Reproduce each of the lines below verbatim, leaving out the pictures.

Labeled outline entries
====

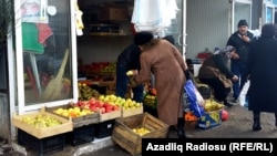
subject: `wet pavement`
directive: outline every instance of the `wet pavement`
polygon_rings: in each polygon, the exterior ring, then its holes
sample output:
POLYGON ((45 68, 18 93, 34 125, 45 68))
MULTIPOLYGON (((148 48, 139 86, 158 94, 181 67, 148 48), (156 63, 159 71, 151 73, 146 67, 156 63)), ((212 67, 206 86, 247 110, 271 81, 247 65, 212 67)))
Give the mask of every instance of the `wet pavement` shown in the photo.
MULTIPOLYGON (((226 108, 228 112, 228 119, 224 121, 220 125, 208 129, 189 128, 186 134, 191 138, 277 138, 277 127, 275 126, 274 114, 263 113, 261 114, 261 127, 259 132, 253 132, 252 125, 252 112, 247 108, 235 105, 232 108, 226 108)), ((170 138, 177 138, 175 131, 170 131, 170 138)), ((4 156, 38 156, 38 153, 31 148, 25 148, 13 143, 12 149, 10 145, 6 145, 7 148, 4 156), (14 152, 18 150, 18 152, 14 152)), ((0 155, 3 147, 0 146, 0 155)), ((129 152, 121 148, 119 145, 113 143, 111 137, 101 139, 94 139, 91 143, 82 144, 79 146, 66 145, 61 152, 54 152, 44 154, 44 156, 132 156, 129 152)))

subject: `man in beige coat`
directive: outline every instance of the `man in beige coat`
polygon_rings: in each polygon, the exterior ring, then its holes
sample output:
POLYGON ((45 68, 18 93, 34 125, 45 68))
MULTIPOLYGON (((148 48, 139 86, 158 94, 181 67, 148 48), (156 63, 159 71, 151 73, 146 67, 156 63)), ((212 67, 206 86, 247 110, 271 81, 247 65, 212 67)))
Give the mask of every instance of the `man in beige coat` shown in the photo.
POLYGON ((138 32, 134 43, 140 46, 141 71, 134 72, 136 84, 155 75, 158 118, 170 126, 177 125, 178 136, 185 137, 182 93, 187 65, 181 52, 168 41, 154 39, 151 32, 138 32))

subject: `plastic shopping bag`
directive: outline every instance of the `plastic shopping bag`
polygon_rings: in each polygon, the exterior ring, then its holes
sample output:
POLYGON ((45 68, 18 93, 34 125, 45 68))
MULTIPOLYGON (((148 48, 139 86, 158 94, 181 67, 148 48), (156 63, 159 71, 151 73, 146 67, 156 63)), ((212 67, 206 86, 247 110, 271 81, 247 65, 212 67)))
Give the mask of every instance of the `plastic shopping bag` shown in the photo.
POLYGON ((239 103, 240 103, 240 105, 244 106, 244 107, 248 107, 247 92, 248 92, 249 86, 250 86, 250 81, 248 80, 248 81, 244 84, 244 86, 243 86, 243 89, 242 89, 242 91, 240 91, 240 93, 239 93, 239 96, 238 96, 239 103))
POLYGON ((194 113, 195 116, 201 117, 204 114, 205 100, 202 97, 192 80, 186 81, 184 90, 189 102, 188 108, 194 113))

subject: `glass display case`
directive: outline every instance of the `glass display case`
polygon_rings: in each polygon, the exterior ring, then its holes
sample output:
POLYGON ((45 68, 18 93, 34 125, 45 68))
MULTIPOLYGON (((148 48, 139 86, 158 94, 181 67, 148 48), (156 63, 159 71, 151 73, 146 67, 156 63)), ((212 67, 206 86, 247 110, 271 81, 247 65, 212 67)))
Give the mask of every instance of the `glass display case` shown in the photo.
POLYGON ((23 110, 74 98, 73 6, 68 0, 16 2, 18 104, 23 110))

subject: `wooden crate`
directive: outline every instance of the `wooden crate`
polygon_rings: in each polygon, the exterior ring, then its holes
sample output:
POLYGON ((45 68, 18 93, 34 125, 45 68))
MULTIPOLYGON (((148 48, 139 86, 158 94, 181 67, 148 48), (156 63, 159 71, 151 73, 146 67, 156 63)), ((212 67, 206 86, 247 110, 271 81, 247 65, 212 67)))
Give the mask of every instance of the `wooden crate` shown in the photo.
MULTIPOLYGON (((66 116, 54 113, 54 111, 58 108, 70 108, 70 107, 73 108, 74 106, 72 106, 71 104, 66 104, 66 105, 61 105, 61 106, 45 107, 45 111, 49 113, 55 114, 58 116, 61 116, 63 118, 69 118, 66 116)), ((99 123, 99 118, 100 118, 99 112, 93 112, 93 114, 88 114, 84 116, 72 117, 73 127, 75 128, 75 127, 82 127, 82 126, 90 125, 90 124, 96 124, 99 123)))
POLYGON ((129 110, 124 110, 122 107, 121 117, 127 117, 127 116, 137 115, 137 114, 143 114, 143 105, 140 107, 129 108, 129 110))
POLYGON ((115 119, 112 139, 134 156, 142 153, 142 138, 165 138, 168 127, 148 113, 121 117, 115 119), (133 132, 135 127, 145 127, 151 132, 141 136, 133 132))
POLYGON ((54 115, 52 113, 48 113, 48 112, 45 112, 45 110, 41 110, 40 112, 34 112, 34 113, 27 113, 23 115, 13 115, 12 116, 12 124, 16 127, 27 132, 28 134, 35 136, 37 138, 45 138, 45 137, 50 137, 50 136, 54 136, 58 134, 63 134, 63 133, 73 131, 73 123, 71 119, 66 119, 64 117, 54 115), (39 114, 54 117, 54 118, 59 119, 62 124, 53 126, 53 127, 35 128, 32 125, 29 125, 29 124, 22 122, 23 117, 31 117, 32 118, 39 114))
POLYGON ((110 121, 110 119, 115 119, 121 117, 121 110, 117 111, 112 111, 109 113, 100 113, 100 119, 99 122, 105 122, 105 121, 110 121))

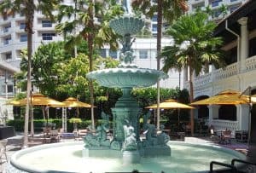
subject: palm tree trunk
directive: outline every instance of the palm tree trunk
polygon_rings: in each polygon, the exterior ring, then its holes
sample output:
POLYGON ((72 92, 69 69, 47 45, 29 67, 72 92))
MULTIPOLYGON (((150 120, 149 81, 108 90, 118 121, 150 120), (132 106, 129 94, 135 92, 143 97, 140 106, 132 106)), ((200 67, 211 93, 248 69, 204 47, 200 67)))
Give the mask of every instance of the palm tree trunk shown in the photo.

====

▶ **FULL SOLUTION**:
subject: `wet pavement`
directive: outline every instance of the `wet pavement`
polygon_rings: in each polygon, the exterior ring, then its holes
sample output:
POLYGON ((45 68, 18 93, 34 125, 45 68))
MULTIPOLYGON (((148 48, 139 86, 158 94, 181 67, 148 48), (156 63, 159 71, 151 73, 146 67, 156 63)), ((212 67, 206 86, 247 110, 271 81, 247 65, 212 67)))
Give the mask of every instance of the `wet pavement` shown in the photo.
MULTIPOLYGON (((226 108, 228 112, 228 119, 224 121, 220 125, 208 129, 189 128, 186 134, 191 138, 277 138, 277 127, 275 126, 274 114, 263 113, 261 114, 261 127, 259 132, 253 132, 252 125, 252 112, 247 108, 235 105, 232 108, 226 108)), ((170 138, 177 138, 175 131, 170 131, 170 138)), ((4 156, 38 156, 38 153, 31 148, 25 148, 13 143, 12 149, 10 145, 6 145, 7 148, 4 156), (14 152, 18 150, 18 152, 14 152)), ((0 155, 3 147, 0 146, 0 155)), ((129 152, 121 148, 119 145, 113 143, 111 137, 101 139, 94 139, 91 143, 82 144, 79 146, 66 145, 61 152, 54 152, 44 154, 44 156, 132 156, 129 152)))

subject: `man in beige coat`
directive: outline every instance of the `man in beige coat`
polygon_rings: in each polygon, the exterior ring, then its holes
sample output:
POLYGON ((45 68, 18 93, 34 125, 45 68))
MULTIPOLYGON (((148 48, 139 86, 158 94, 181 67, 148 48), (156 63, 159 71, 151 73, 146 67, 156 63)), ((212 67, 206 86, 247 110, 271 81, 247 65, 212 67)))
Give the mask of every instance of the `man in beige coat` shown in the photo.
POLYGON ((138 32, 134 43, 140 46, 141 71, 134 72, 136 84, 155 75, 158 118, 170 126, 177 125, 178 136, 185 137, 182 93, 187 65, 181 52, 168 41, 154 39, 151 32, 138 32))

subject: `plastic shopping bag`
directive: outline every instance of the `plastic shopping bag`
polygon_rings: in each polygon, the exterior ring, then its holes
sample output:
POLYGON ((45 68, 18 93, 34 125, 45 68))
MULTIPOLYGON (((148 48, 139 86, 158 94, 181 67, 148 48), (156 63, 159 71, 151 73, 146 67, 156 63)), ((212 67, 206 86, 247 110, 271 81, 247 65, 212 67)))
Give the mask of every instance of the `plastic shopping bag` shown in the photo.
POLYGON ((239 103, 240 103, 240 105, 244 106, 244 107, 248 107, 247 92, 248 92, 249 86, 250 86, 250 81, 248 80, 248 81, 244 84, 244 86, 243 86, 243 89, 242 89, 242 91, 240 91, 240 93, 239 93, 239 96, 238 96, 239 103))
POLYGON ((194 113, 195 116, 201 117, 204 114, 205 100, 202 97, 192 80, 186 81, 184 90, 189 102, 188 108, 194 113))

subject: `glass display case`
directive: outline every instance of the `glass display case`
polygon_rings: in each polygon, the exterior ring, then its holes
sample output:
POLYGON ((45 68, 18 93, 34 125, 45 68))
MULTIPOLYGON (((148 48, 139 86, 158 94, 181 67, 148 48), (156 63, 159 71, 151 73, 146 67, 156 63)), ((212 67, 206 86, 247 110, 271 81, 247 65, 212 67)))
Give the mask of every instance of the `glass display case` shown in the photo.
POLYGON ((23 110, 74 98, 73 6, 68 0, 16 2, 18 104, 23 110))

subject: `wooden crate`
directive: outline every instance of the `wooden crate`
polygon_rings: in each polygon, the exterior ring, then its holes
sample output:
POLYGON ((45 68, 18 93, 34 125, 45 68))
MULTIPOLYGON (((148 48, 139 86, 158 94, 181 67, 148 48), (156 63, 159 71, 151 73, 146 67, 156 63)), ((212 67, 206 86, 247 110, 271 81, 247 65, 212 67)))
Give the mask of every instance of the `wooden crate` shown in the photo.
MULTIPOLYGON (((66 116, 54 113, 54 111, 58 108, 70 108, 70 107, 73 108, 74 106, 72 106, 71 104, 66 104, 66 105, 61 105, 61 106, 45 107, 45 111, 49 113, 55 114, 58 116, 61 116, 63 118, 69 118, 66 116)), ((99 123, 99 118, 100 118, 99 112, 93 112, 93 114, 88 114, 84 116, 72 117, 73 127, 75 128, 75 127, 82 127, 82 126, 90 125, 90 124, 96 124, 99 123)))
POLYGON ((129 110, 124 110, 122 107, 121 117, 127 117, 127 116, 137 115, 137 114, 143 114, 143 105, 140 107, 129 108, 129 110))
POLYGON ((115 119, 112 139, 134 156, 142 153, 142 138, 165 138, 168 127, 148 113, 121 117, 115 119), (133 132, 135 127, 145 127, 151 132, 141 136, 133 132))
POLYGON ((54 115, 52 113, 48 113, 48 112, 45 112, 45 110, 41 110, 40 112, 34 112, 34 113, 27 113, 23 115, 13 115, 12 116, 12 124, 16 127, 27 132, 28 134, 35 136, 37 138, 45 138, 45 137, 50 137, 50 136, 54 136, 58 134, 63 134, 63 133, 73 131, 73 123, 71 119, 66 119, 64 117, 54 115), (39 114, 54 117, 54 118, 59 119, 62 124, 53 126, 53 127, 35 128, 32 125, 29 125, 29 124, 22 122, 23 117, 31 117, 32 118, 39 114))
POLYGON ((110 121, 110 119, 115 119, 121 117, 121 110, 117 111, 112 111, 109 113, 100 113, 100 119, 99 122, 105 122, 105 121, 110 121))

subject: palm tree trunk
directive: outline every instance of the palm tree trunk
polygon_rings: in each polygon, the exterior ring, then its holes
sample output:
POLYGON ((72 92, 69 69, 47 45, 29 67, 72 92))
MULTIPOLYGON (((150 120, 149 81, 108 90, 118 121, 150 120), (132 106, 129 94, 135 92, 143 97, 140 106, 132 106)), ((200 67, 211 93, 248 69, 204 47, 200 67)))
Give the mask of every instance of the palm tree trunk shown in the photo.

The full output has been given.